:: Set problem ::
Every entry must be repeated exactly. Exclude all pictures.

:: Data to use ::
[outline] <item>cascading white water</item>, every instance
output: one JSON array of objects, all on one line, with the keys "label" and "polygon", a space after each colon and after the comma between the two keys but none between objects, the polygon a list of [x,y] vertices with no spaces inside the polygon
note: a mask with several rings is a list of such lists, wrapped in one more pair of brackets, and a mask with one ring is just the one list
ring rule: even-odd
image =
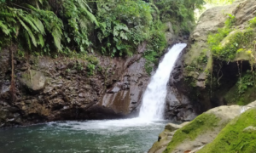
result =
[{"label": "cascading white water", "polygon": [[147,120],[163,118],[169,76],[179,54],[186,46],[186,43],[174,45],[160,63],[143,95],[139,118]]}]

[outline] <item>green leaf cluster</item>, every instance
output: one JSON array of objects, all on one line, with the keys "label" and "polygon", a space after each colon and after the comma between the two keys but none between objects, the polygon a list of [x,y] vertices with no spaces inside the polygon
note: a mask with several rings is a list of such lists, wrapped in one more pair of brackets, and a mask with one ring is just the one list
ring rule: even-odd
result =
[{"label": "green leaf cluster", "polygon": [[160,10],[160,20],[171,21],[176,31],[189,33],[195,21],[194,11],[201,9],[204,0],[157,0],[155,5]]}]

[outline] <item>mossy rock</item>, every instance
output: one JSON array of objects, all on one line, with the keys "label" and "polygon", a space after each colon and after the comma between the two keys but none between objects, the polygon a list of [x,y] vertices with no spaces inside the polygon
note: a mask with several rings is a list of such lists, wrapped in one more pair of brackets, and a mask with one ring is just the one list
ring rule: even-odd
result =
[{"label": "mossy rock", "polygon": [[210,144],[198,153],[256,152],[256,108],[250,109],[232,120]]},{"label": "mossy rock", "polygon": [[46,84],[44,75],[41,71],[34,70],[22,73],[20,81],[32,93],[38,93],[44,90]]},{"label": "mossy rock", "polygon": [[191,151],[212,142],[241,110],[239,105],[220,106],[198,116],[177,130],[164,153]]}]

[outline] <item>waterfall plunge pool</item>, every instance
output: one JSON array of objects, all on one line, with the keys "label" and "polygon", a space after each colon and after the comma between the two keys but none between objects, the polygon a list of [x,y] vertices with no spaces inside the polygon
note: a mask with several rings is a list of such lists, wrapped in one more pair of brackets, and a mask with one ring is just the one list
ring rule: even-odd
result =
[{"label": "waterfall plunge pool", "polygon": [[55,122],[0,129],[1,153],[143,153],[166,121]]},{"label": "waterfall plunge pool", "polygon": [[179,54],[186,46],[176,44],[165,55],[145,91],[138,118],[57,122],[1,129],[0,152],[147,152],[167,122],[159,122],[163,117],[166,84]]}]

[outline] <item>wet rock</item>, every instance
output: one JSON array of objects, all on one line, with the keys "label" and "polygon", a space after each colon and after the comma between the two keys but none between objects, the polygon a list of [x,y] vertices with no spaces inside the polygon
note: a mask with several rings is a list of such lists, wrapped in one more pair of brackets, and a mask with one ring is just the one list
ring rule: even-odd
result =
[{"label": "wet rock", "polygon": [[38,93],[44,90],[46,79],[41,71],[34,70],[27,71],[22,73],[20,78],[21,83],[26,86],[32,93]]}]

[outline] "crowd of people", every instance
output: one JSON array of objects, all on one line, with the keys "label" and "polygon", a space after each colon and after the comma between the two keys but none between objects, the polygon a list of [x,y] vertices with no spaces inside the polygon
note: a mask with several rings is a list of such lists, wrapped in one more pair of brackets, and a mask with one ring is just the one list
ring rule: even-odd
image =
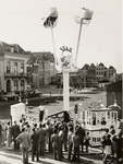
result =
[{"label": "crowd of people", "polygon": [[1,133],[5,131],[5,136],[0,138],[2,145],[9,150],[22,150],[24,164],[28,163],[29,151],[32,151],[32,161],[35,157],[39,161],[46,150],[53,154],[54,160],[62,161],[64,159],[63,151],[67,151],[67,160],[73,162],[81,162],[79,150],[84,152],[84,140],[86,140],[86,151],[88,151],[88,133],[86,134],[82,126],[77,126],[73,131],[73,122],[47,120],[45,124],[30,124],[24,118],[20,120],[20,124],[14,121],[11,125],[8,121],[5,129],[2,129],[2,125],[0,127]]},{"label": "crowd of people", "polygon": [[102,151],[103,151],[103,163],[110,159],[116,159],[116,164],[123,163],[123,138],[122,130],[119,129],[119,132],[115,132],[113,126],[110,129],[106,129],[104,134],[102,136]]},{"label": "crowd of people", "polygon": [[[3,133],[4,132],[4,133]],[[64,159],[63,151],[67,152],[67,161],[81,162],[79,154],[84,153],[84,147],[88,152],[89,132],[83,126],[73,128],[73,122],[47,120],[46,122],[28,122],[26,118],[20,124],[8,121],[7,126],[0,124],[0,141],[9,150],[22,150],[23,163],[28,163],[28,152],[32,152],[32,161],[39,161],[46,151],[52,153],[54,160]],[[123,157],[122,130],[115,133],[114,127],[106,129],[101,140],[103,163],[110,155],[116,157],[118,164]]]}]

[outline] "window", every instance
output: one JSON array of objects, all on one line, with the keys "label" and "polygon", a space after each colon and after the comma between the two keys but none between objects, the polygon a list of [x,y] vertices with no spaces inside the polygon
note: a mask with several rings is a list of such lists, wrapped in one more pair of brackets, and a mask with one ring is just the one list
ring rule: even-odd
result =
[{"label": "window", "polygon": [[21,73],[24,73],[24,63],[21,62]]},{"label": "window", "polygon": [[17,62],[14,62],[14,73],[17,73]]},{"label": "window", "polygon": [[19,89],[17,80],[14,80],[14,91],[17,91],[17,89]]},{"label": "window", "polygon": [[7,73],[10,73],[10,61],[7,61]]},{"label": "window", "polygon": [[24,91],[24,86],[25,86],[25,81],[21,80],[21,90]]}]

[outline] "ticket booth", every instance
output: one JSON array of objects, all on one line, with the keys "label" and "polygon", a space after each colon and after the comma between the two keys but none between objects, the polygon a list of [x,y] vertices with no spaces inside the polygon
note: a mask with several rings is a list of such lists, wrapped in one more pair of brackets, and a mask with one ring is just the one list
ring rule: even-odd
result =
[{"label": "ticket booth", "polygon": [[84,110],[85,130],[89,131],[90,145],[101,145],[101,137],[106,132],[106,128],[114,126],[118,131],[118,112],[110,108],[89,108]]}]

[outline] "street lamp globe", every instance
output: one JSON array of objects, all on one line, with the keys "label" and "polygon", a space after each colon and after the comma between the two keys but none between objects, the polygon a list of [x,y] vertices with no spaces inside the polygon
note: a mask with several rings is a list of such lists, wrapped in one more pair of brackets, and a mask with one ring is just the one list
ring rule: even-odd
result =
[{"label": "street lamp globe", "polygon": [[44,26],[45,27],[54,27],[57,25],[58,21],[58,11],[57,8],[50,8],[48,13],[46,14],[46,17],[44,20]]},{"label": "street lamp globe", "polygon": [[93,17],[93,11],[85,9],[85,8],[79,8],[75,11],[75,15],[74,19],[76,21],[76,23],[82,23],[83,24],[88,24]]}]

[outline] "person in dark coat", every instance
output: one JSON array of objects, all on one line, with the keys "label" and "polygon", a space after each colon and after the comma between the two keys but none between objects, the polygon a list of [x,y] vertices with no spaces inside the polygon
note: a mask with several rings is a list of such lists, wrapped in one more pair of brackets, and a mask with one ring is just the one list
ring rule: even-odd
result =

:: Output for this exercise ::
[outline] <item>cascading white water</item>, every instance
output: one JSON array of objects, all on one line, with the keys "label" and "polygon", a space after each colon and after the comma between the two keys but none between objects, the polygon a list of [x,y] vertices with no spaces inside the polygon
note: a mask with several rings is a list of such lists, wrapped in one more pair of brackets, and a mask with one ring is just the one list
ring rule: even-odd
image =
result =
[{"label": "cascading white water", "polygon": [[147,120],[163,118],[169,76],[179,54],[186,46],[186,43],[174,45],[160,63],[143,95],[139,118]]}]

[outline] <item>green leaf cluster</item>, every instance
output: one JSON array of objects, all on one line, with the keys "label" and "polygon", a space after each colon and after the comma between the two keys but none between objects, the polygon a list of [x,y] vertices with no spaces inside the polygon
note: a mask with several rings is a list of such lists, wrapped in one more pair of brackets, and a mask with one ring is just the one list
ring rule: even-odd
result =
[{"label": "green leaf cluster", "polygon": [[160,10],[160,20],[171,21],[176,31],[189,33],[195,21],[194,11],[201,9],[204,0],[157,0],[155,5]]}]

[outline] <item>mossy rock</item>, every instance
output: one JSON array of objects, all on one line, with the keys "label" and "polygon", a space after each colon and after the comma between the two keys but none between objects, the polygon a list of [x,y] vertices with no spaces inside the polygon
note: a mask with several rings is a list of such lists, wrapped in one more pair of brackets, and a mask with one ring is just the one list
ring rule: even-odd
result =
[{"label": "mossy rock", "polygon": [[210,144],[198,153],[256,152],[256,108],[250,109],[232,120]]},{"label": "mossy rock", "polygon": [[46,84],[44,75],[41,71],[34,70],[22,73],[20,81],[32,93],[38,93],[44,90]]},{"label": "mossy rock", "polygon": [[191,151],[212,142],[241,110],[239,105],[220,106],[198,116],[177,130],[164,153]]}]

[outline] <item>waterfall plunge pool</item>, every instance
output: one JSON array of objects, all on one line, with the keys "label" and "polygon", a space after each colon and after the comma between the two keys but none between objects, the polygon a list of [x,y] vertices with no spaces inside the polygon
note: a mask with several rings is a list of such lists, wrapped in one more pair of brackets, and a mask with one ring is just the one list
ring rule: even-odd
result =
[{"label": "waterfall plunge pool", "polygon": [[55,122],[0,129],[1,153],[143,153],[166,121]]},{"label": "waterfall plunge pool", "polygon": [[179,54],[186,46],[176,44],[165,55],[145,91],[138,118],[57,122],[1,129],[0,152],[147,152],[167,122],[159,122],[163,117],[166,84]]}]

[outline] <item>wet rock</item>, every instance
output: one JSON array of objects, all on one line, with the keys "label" and "polygon", a space after each colon and after the comma between the two keys but none between objects, the polygon a list of [x,y] vertices with no spaces inside the polygon
note: a mask with several rings is a list of such lists, wrapped in one more pair of brackets, and a mask with one ring is just the one list
ring rule: even-odd
result =
[{"label": "wet rock", "polygon": [[38,93],[44,90],[46,79],[41,71],[34,70],[27,71],[22,73],[20,78],[21,83],[26,86],[32,93]]}]

[outline] "crowd of people", every instance
output: one JSON array of objects, all on one line, with the keys "label" and "polygon", a space after each colon and after the comma between the two keys but none between objects, the polygon a list of [x,y] vertices with no spaces inside the polygon
note: a mask with several rings is a list of such lists, wrapped in one more pair of brackets, and a mask with one ring is just the one list
ring rule: even-odd
image =
result =
[{"label": "crowd of people", "polygon": [[1,133],[5,131],[5,136],[0,138],[2,145],[9,150],[22,150],[24,164],[28,163],[29,151],[32,151],[32,161],[35,157],[39,161],[46,150],[53,154],[54,160],[62,161],[64,159],[63,151],[67,151],[67,160],[73,162],[81,162],[79,150],[84,152],[84,140],[86,140],[86,151],[88,151],[88,133],[86,134],[82,126],[77,126],[73,131],[73,122],[47,120],[45,124],[30,124],[24,118],[20,120],[20,124],[14,121],[11,125],[8,121],[5,129],[2,129],[2,125],[0,127]]},{"label": "crowd of people", "polygon": [[102,151],[103,151],[103,163],[110,159],[116,159],[116,164],[123,163],[123,138],[122,130],[119,129],[119,132],[115,132],[113,126],[110,129],[106,129],[104,134],[102,136]]},{"label": "crowd of people", "polygon": [[[3,133],[4,132],[4,133]],[[64,159],[63,151],[67,152],[67,161],[81,162],[79,154],[84,153],[84,147],[88,152],[89,132],[83,126],[73,128],[73,122],[47,120],[46,122],[28,122],[26,118],[20,124],[8,121],[7,126],[0,124],[0,141],[9,150],[22,150],[23,163],[28,163],[28,152],[32,152],[32,161],[39,161],[46,151],[52,153],[54,160]],[[123,157],[122,130],[115,133],[114,127],[106,129],[101,140],[103,163],[110,155],[116,157],[118,164]]]}]

[outline] "window", every instance
output: one JSON array of objects, all on one line, with the keys "label" and "polygon", a space after each colon and after the comma between the two keys but none between objects, the polygon a list of [x,y] vertices with no spaces inside the polygon
note: a mask with several rings is a list of such lists, wrapped in one more pair of brackets, and a mask with one ring is just the one list
ring rule: even-odd
result =
[{"label": "window", "polygon": [[21,73],[24,73],[24,63],[21,62]]},{"label": "window", "polygon": [[17,62],[14,62],[14,73],[17,73]]},{"label": "window", "polygon": [[19,89],[17,80],[14,80],[14,91],[17,91],[17,89]]},{"label": "window", "polygon": [[7,73],[10,73],[10,61],[7,61]]},{"label": "window", "polygon": [[24,91],[24,86],[25,86],[25,81],[21,80],[21,90]]}]

[outline] "ticket booth", every instance
output: one JSON array of objects, all on one line, with the keys "label" and "polygon", a space after each colon and after the comma between the two keys but none between objects, the polygon a list of [x,y] vertices with no spaces inside the polygon
note: a mask with several rings is a list of such lists, wrapped in one more pair of brackets, and a mask with one ring is just the one list
ring rule: even-odd
result =
[{"label": "ticket booth", "polygon": [[84,110],[85,130],[89,131],[90,145],[101,145],[101,137],[106,132],[106,128],[114,126],[118,131],[118,112],[110,108],[89,108]]}]

[outline] "street lamp globe", every instance
output: one JSON array of objects, all on one line, with the keys "label" and "polygon", a space after each colon and after the comma between the two keys but none between objects, the polygon a list of [x,y] vertices with no spaces inside the polygon
note: a mask with several rings is a list of such lists, wrapped in one more pair of brackets, and a mask with one ring is just the one list
ring rule: even-odd
result =
[{"label": "street lamp globe", "polygon": [[44,26],[45,27],[54,27],[57,25],[58,21],[58,11],[57,8],[50,8],[48,13],[46,14],[46,17],[44,20]]},{"label": "street lamp globe", "polygon": [[93,17],[93,11],[85,9],[85,8],[79,8],[75,11],[75,15],[74,19],[76,21],[76,23],[82,23],[83,24],[88,24]]}]

[outline] "person in dark coat", every instance
output: one JSON array of objects, all on one line, with the keys "label" and "polygon", a space after each colon and after the comma between the two keys but none between objects, the polygon a list of [x,y] vertices with no spaces inside the polygon
note: a mask with several rings is a list of such lists, wrapped in one more pair of brackets, and a mask with one ring is just the one list
ring rule: even-odd
result =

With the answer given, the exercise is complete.